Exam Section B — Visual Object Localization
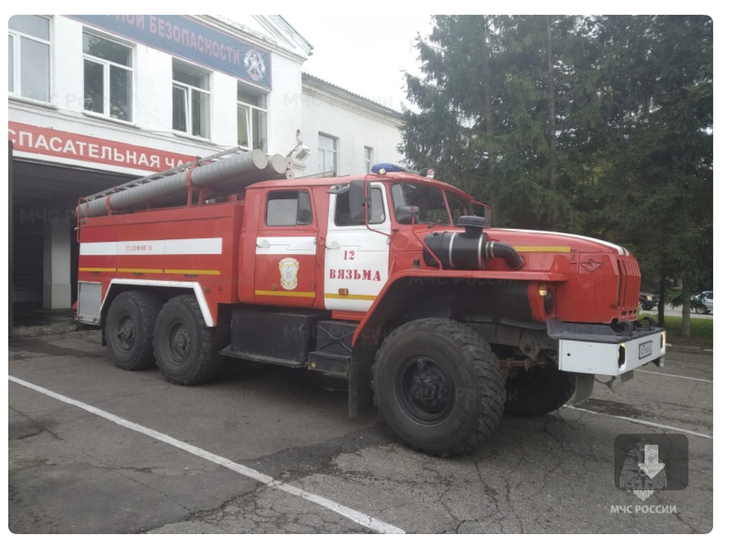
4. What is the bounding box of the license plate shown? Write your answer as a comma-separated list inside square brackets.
[639, 340, 653, 359]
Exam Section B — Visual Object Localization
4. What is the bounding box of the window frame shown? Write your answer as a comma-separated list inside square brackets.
[8, 14, 53, 103]
[171, 58, 212, 140]
[333, 182, 387, 227]
[264, 189, 315, 227]
[318, 132, 339, 177]
[236, 82, 269, 150]
[82, 28, 135, 123]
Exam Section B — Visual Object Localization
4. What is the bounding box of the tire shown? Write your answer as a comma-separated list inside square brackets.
[505, 363, 576, 417]
[104, 291, 163, 371]
[153, 295, 221, 385]
[373, 318, 505, 456]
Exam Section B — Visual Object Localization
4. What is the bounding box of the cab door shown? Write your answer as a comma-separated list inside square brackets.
[254, 189, 319, 307]
[324, 183, 391, 312]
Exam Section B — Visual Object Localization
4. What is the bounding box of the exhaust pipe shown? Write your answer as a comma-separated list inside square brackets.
[422, 216, 523, 270]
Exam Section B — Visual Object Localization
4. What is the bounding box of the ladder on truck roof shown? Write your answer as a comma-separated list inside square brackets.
[79, 147, 246, 204]
[76, 147, 293, 221]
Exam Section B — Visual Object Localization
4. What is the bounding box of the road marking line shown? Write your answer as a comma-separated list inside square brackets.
[8, 375, 405, 534]
[568, 406, 712, 439]
[634, 369, 712, 383]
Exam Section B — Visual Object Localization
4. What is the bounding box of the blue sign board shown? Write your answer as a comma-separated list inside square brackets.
[70, 15, 272, 90]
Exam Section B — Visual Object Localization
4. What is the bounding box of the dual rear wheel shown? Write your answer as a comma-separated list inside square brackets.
[104, 291, 221, 385]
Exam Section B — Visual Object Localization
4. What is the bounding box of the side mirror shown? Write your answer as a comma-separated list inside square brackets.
[396, 206, 420, 225]
[349, 181, 365, 223]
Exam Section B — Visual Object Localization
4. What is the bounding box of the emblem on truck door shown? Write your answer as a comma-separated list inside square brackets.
[279, 258, 300, 290]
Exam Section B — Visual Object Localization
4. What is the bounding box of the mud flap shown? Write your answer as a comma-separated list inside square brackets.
[566, 375, 596, 406]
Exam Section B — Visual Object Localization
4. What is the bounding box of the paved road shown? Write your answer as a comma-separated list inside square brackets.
[643, 305, 713, 320]
[8, 332, 713, 534]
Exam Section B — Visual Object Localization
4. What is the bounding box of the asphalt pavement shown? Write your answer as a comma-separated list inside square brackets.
[8, 331, 714, 544]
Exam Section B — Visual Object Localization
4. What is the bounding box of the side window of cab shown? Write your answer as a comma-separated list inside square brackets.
[265, 190, 313, 227]
[334, 186, 386, 227]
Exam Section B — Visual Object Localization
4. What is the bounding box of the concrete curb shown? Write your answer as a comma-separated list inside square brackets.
[666, 344, 713, 355]
[10, 322, 81, 339]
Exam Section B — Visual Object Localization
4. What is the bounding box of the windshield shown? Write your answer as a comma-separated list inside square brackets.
[391, 183, 485, 225]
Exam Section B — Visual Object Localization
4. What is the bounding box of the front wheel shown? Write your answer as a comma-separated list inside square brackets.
[153, 295, 221, 385]
[373, 318, 505, 456]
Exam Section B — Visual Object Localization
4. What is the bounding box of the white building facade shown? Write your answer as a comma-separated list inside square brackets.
[8, 15, 401, 309]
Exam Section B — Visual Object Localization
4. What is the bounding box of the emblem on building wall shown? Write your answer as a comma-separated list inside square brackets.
[243, 49, 267, 82]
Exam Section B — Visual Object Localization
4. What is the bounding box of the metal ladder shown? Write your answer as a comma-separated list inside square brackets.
[80, 146, 246, 203]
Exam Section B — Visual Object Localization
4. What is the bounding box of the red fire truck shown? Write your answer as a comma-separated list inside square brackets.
[77, 150, 666, 455]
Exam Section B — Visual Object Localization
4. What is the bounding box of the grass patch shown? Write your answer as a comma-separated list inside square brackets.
[640, 313, 714, 349]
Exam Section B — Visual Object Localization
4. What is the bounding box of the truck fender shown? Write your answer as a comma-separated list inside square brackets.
[101, 279, 215, 328]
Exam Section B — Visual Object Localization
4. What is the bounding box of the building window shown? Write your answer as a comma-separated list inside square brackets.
[319, 134, 337, 175]
[83, 32, 132, 122]
[238, 83, 267, 150]
[363, 146, 373, 173]
[173, 61, 210, 138]
[8, 16, 51, 102]
[266, 190, 313, 227]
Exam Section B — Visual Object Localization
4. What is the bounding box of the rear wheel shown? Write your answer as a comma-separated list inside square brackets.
[104, 291, 163, 371]
[505, 363, 576, 416]
[373, 319, 505, 456]
[153, 295, 221, 385]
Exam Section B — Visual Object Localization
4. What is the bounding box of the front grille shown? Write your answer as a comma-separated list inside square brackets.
[617, 257, 642, 314]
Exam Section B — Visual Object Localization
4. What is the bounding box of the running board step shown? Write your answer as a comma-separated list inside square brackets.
[308, 351, 352, 378]
[218, 346, 306, 369]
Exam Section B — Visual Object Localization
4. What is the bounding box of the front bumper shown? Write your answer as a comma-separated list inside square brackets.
[547, 319, 666, 377]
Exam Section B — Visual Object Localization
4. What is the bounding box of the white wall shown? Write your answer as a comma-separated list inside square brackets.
[300, 82, 402, 176]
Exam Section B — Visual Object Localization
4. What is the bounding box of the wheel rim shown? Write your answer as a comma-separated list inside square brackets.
[397, 357, 454, 424]
[114, 315, 135, 351]
[166, 322, 192, 364]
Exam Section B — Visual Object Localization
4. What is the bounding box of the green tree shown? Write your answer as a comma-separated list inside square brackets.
[403, 16, 712, 336]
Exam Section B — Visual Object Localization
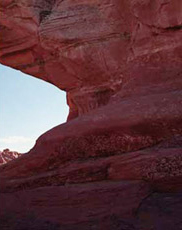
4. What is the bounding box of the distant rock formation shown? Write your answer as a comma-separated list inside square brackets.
[0, 149, 22, 165]
[0, 0, 182, 230]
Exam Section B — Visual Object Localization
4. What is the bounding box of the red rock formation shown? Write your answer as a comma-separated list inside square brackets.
[0, 149, 22, 165]
[0, 0, 182, 230]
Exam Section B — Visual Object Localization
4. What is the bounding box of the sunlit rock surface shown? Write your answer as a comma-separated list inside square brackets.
[0, 0, 182, 230]
[0, 149, 22, 165]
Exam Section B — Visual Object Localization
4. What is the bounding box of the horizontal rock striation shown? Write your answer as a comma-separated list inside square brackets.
[0, 0, 182, 230]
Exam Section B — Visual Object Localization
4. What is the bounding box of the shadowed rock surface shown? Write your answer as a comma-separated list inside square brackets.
[0, 0, 182, 230]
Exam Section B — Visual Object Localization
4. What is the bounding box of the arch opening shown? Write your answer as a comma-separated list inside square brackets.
[0, 65, 69, 153]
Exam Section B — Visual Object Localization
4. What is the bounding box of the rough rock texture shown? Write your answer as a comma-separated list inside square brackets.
[0, 0, 182, 230]
[0, 149, 22, 165]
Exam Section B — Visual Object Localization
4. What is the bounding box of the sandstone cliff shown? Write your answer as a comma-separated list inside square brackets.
[0, 149, 22, 165]
[0, 0, 182, 230]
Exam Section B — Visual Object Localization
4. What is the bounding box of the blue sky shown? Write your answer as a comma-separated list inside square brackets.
[0, 65, 68, 153]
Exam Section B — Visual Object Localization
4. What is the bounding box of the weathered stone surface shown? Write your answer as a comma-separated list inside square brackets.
[0, 0, 182, 230]
[0, 149, 22, 165]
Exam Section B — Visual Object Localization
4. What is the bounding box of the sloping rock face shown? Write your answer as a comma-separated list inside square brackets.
[0, 149, 22, 165]
[0, 0, 182, 230]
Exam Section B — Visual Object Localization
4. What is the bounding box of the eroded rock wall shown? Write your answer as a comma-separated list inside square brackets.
[0, 0, 182, 230]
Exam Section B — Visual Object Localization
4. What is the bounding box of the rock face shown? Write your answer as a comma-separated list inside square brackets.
[0, 0, 182, 230]
[0, 149, 22, 165]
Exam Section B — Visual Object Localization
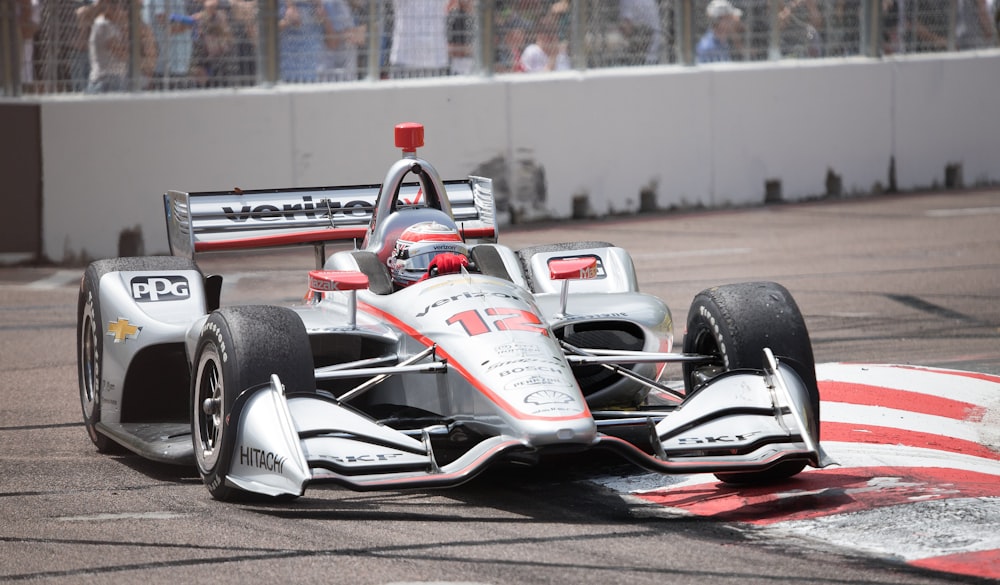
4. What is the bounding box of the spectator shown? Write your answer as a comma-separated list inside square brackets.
[955, 0, 996, 51]
[521, 15, 570, 72]
[695, 0, 743, 63]
[145, 0, 195, 89]
[448, 0, 476, 75]
[194, 0, 233, 86]
[229, 0, 257, 85]
[278, 0, 342, 83]
[322, 0, 365, 81]
[14, 0, 42, 83]
[883, 0, 948, 53]
[495, 14, 528, 73]
[87, 0, 157, 93]
[618, 0, 663, 65]
[778, 0, 823, 58]
[389, 0, 448, 77]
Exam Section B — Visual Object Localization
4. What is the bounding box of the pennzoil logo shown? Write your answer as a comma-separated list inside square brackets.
[108, 317, 142, 343]
[129, 275, 191, 303]
[503, 374, 572, 392]
[524, 390, 573, 405]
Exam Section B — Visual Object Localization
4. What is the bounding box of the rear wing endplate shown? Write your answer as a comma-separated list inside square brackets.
[163, 177, 497, 259]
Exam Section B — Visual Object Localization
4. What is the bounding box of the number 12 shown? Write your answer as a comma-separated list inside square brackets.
[447, 307, 549, 336]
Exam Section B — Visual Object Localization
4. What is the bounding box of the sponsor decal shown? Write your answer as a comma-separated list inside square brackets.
[524, 390, 573, 405]
[240, 445, 285, 473]
[482, 357, 562, 372]
[222, 195, 374, 223]
[129, 276, 191, 303]
[416, 291, 523, 317]
[493, 342, 542, 357]
[108, 317, 142, 343]
[562, 313, 629, 321]
[677, 431, 762, 445]
[546, 254, 608, 279]
[503, 374, 571, 392]
[330, 453, 403, 465]
[499, 364, 563, 378]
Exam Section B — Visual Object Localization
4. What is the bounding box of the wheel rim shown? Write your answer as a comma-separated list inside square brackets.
[192, 346, 225, 472]
[685, 331, 726, 388]
[80, 299, 100, 421]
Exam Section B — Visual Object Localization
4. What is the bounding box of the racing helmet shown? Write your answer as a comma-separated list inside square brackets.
[386, 221, 469, 287]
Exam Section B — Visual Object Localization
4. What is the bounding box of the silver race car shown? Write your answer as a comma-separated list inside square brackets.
[77, 124, 829, 500]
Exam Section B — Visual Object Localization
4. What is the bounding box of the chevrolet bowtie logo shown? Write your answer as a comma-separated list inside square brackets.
[108, 317, 142, 343]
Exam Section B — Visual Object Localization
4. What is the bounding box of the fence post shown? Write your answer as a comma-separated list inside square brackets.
[0, 0, 21, 97]
[858, 0, 882, 57]
[365, 0, 385, 81]
[476, 0, 497, 77]
[767, 0, 783, 61]
[257, 0, 279, 85]
[674, 0, 695, 65]
[947, 0, 958, 53]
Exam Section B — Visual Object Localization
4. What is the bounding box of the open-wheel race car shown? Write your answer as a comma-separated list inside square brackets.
[77, 124, 829, 500]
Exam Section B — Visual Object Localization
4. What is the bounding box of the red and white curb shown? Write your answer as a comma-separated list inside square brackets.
[599, 364, 1000, 578]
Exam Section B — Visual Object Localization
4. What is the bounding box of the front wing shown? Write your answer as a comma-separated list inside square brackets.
[220, 351, 832, 496]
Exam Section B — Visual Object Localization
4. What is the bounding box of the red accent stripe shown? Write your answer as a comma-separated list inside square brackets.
[820, 422, 1000, 461]
[194, 227, 368, 252]
[910, 549, 1000, 579]
[819, 381, 986, 422]
[459, 228, 497, 240]
[638, 467, 1000, 526]
[358, 301, 593, 420]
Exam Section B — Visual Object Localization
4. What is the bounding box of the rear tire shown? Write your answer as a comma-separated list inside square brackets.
[191, 306, 316, 501]
[683, 282, 819, 483]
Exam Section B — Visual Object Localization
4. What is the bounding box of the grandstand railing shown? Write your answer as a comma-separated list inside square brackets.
[0, 0, 1000, 97]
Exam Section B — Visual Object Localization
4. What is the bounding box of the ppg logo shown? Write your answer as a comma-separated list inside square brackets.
[131, 276, 191, 303]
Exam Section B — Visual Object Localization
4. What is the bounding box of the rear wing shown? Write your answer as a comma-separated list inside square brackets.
[163, 177, 497, 259]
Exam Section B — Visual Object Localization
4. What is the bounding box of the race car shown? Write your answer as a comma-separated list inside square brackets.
[77, 123, 830, 500]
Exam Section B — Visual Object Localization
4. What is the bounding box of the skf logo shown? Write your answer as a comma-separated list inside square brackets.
[130, 276, 191, 303]
[108, 317, 142, 343]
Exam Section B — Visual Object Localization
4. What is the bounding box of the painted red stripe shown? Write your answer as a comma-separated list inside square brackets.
[910, 549, 1000, 579]
[820, 422, 1000, 461]
[358, 301, 593, 421]
[638, 467, 1000, 526]
[194, 227, 368, 252]
[819, 381, 986, 422]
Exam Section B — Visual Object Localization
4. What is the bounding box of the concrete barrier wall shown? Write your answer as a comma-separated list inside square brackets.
[35, 51, 1000, 262]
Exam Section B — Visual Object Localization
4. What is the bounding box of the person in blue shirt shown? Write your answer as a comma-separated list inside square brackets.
[694, 0, 743, 63]
[278, 0, 336, 83]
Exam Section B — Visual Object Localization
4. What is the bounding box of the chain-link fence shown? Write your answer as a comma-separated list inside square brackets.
[0, 0, 1000, 96]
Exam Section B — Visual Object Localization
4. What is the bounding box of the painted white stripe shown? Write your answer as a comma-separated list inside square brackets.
[820, 402, 983, 442]
[816, 364, 1000, 406]
[27, 270, 83, 289]
[822, 441, 1000, 474]
[588, 441, 1000, 496]
[924, 207, 1000, 217]
[761, 498, 1000, 561]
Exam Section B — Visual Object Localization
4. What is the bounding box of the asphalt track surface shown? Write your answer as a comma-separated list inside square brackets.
[0, 190, 1000, 585]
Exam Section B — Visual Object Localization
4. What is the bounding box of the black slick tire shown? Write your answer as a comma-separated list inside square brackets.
[191, 306, 316, 501]
[683, 282, 819, 483]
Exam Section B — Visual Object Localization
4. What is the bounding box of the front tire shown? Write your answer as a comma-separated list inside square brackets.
[683, 282, 819, 483]
[76, 256, 200, 453]
[191, 306, 316, 501]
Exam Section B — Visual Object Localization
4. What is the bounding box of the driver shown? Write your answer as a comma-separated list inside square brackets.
[386, 221, 469, 289]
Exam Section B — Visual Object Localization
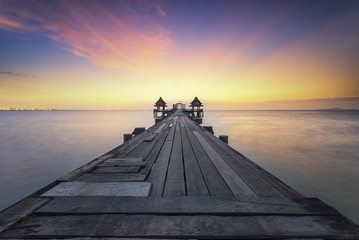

=-=-=

What is asked: Copy the material word for word from its first line through the line containing "[634, 369, 712, 383]", and leave out the pictures.

Reply:
Exam Section B — Visual Object Localization
4. What is the bounding box of the license plate shown? Write your answer as a comma-separated list inside square brackets.
[639, 340, 653, 359]
Exam Section B — Visual Object Localization
4. What is the bounding box of the window frame shown? Write your answer as a comma-separated list inside square brackets.
[8, 14, 53, 103]
[171, 58, 212, 140]
[333, 182, 387, 227]
[264, 189, 315, 227]
[318, 132, 339, 177]
[236, 82, 269, 150]
[82, 28, 135, 123]
Exam Section B — Visual Object Localization
4. What is the bounding box of the tire shown? Write your answer as a comma-separated list inside square brackets.
[505, 363, 576, 417]
[104, 291, 163, 371]
[153, 295, 221, 385]
[373, 318, 505, 456]
Exam Section B — Visual Object Localization
4. What is the bounding box of the cab door shown? Write your answer as a comma-separated list inside square brackets.
[254, 189, 319, 307]
[324, 183, 391, 312]
Exam Section B — Visual Object Localization
4. What is the bounding box of the exhaust pipe shown? Write your answer as a comma-separated list inside square brackets.
[422, 216, 523, 270]
Exam Section B — Visual Object Localization
4. What is the bounding box of the ladder on truck roof shown? Write your answer as a comma-separated list inside square brackets.
[79, 147, 246, 204]
[76, 147, 293, 221]
Exam Section B — Visual Object Localization
4. What is the bounding box of the road marking line shown? Write your answer as a comma-separated list inside square brackets.
[8, 375, 405, 534]
[568, 406, 712, 439]
[634, 369, 712, 383]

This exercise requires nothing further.